▶ **Try it**
Which lines of the data hold the word "flower"? Copy all of them.

▶ **Material for this task**
=======
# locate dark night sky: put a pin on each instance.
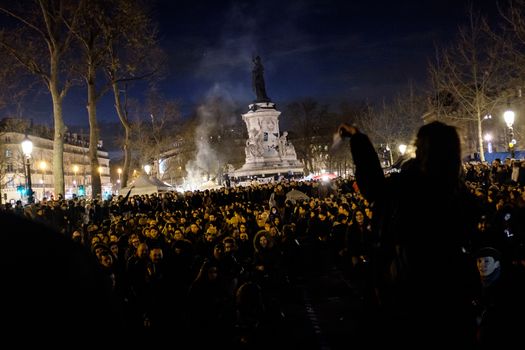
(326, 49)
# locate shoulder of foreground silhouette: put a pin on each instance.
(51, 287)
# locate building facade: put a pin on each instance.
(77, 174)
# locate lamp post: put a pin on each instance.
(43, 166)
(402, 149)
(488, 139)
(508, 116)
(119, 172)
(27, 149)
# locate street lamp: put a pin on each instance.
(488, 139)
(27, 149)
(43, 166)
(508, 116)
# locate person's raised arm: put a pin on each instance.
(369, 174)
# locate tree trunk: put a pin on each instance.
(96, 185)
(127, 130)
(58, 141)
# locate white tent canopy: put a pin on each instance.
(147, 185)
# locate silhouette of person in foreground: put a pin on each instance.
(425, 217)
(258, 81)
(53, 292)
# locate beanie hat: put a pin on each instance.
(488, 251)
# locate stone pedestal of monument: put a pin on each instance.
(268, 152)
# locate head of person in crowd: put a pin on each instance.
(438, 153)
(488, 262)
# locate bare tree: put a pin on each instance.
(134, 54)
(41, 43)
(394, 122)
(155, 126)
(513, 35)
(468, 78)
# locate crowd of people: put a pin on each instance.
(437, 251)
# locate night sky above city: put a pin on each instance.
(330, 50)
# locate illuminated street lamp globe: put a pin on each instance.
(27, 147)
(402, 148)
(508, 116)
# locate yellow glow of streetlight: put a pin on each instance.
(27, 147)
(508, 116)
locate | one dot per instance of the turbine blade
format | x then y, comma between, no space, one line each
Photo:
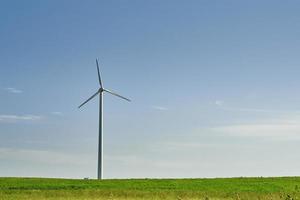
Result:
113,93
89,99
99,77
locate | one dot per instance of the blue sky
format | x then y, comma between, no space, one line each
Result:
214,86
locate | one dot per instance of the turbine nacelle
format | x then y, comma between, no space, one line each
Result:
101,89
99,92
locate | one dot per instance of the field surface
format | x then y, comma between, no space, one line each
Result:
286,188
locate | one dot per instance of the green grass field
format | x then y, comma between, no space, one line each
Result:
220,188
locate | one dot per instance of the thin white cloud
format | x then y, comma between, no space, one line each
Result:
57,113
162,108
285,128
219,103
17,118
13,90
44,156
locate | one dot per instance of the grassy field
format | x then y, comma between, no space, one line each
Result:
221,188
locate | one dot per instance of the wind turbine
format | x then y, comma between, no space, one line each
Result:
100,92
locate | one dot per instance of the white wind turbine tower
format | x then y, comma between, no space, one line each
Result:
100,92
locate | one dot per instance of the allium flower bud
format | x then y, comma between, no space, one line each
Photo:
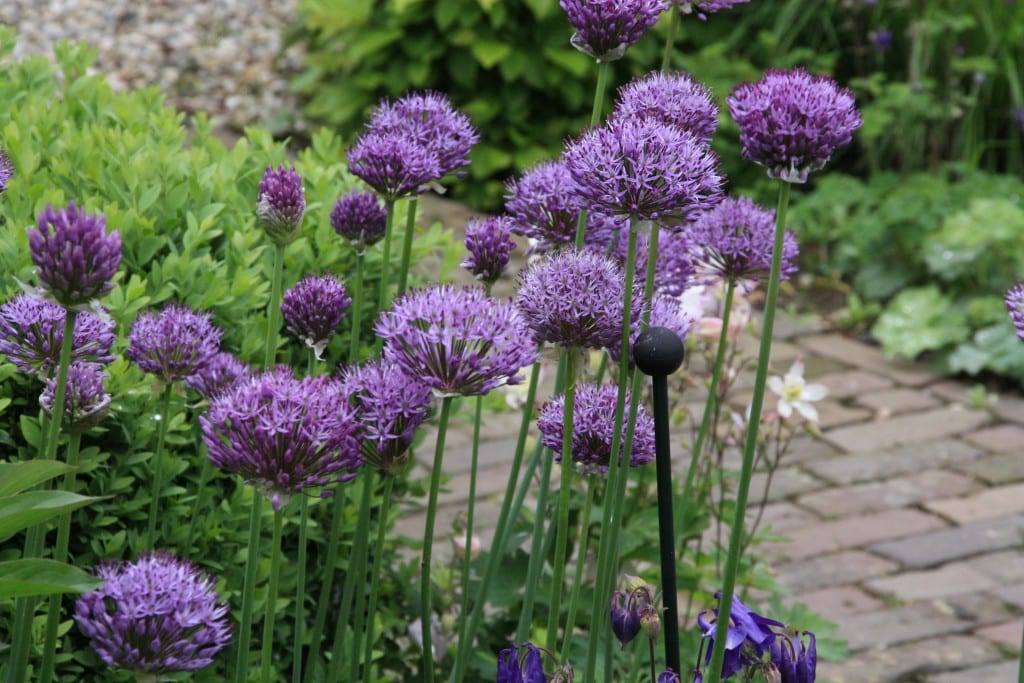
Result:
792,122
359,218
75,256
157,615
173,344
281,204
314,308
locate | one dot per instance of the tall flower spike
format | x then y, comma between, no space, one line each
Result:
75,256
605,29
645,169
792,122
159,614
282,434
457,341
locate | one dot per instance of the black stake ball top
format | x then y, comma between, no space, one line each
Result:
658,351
=======
▶ **Answer for the task**
locate | one dot per instance of the allium flower bud
locate | one dot per instance of the tall flower spike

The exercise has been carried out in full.